Request: Extract the following lines verbatim, leaving out the pictures.

Data rows:
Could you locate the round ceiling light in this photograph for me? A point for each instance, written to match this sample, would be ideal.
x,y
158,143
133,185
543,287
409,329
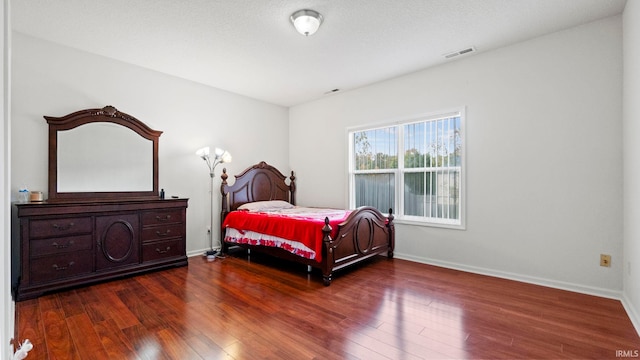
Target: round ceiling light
x,y
306,21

Answer for the task:
Could you locate the round ceiling light in this photograph for me? A point for each instance, written to match this sample, would be ideal.
x,y
158,143
133,185
543,287
409,329
Target: round ceiling light
x,y
306,21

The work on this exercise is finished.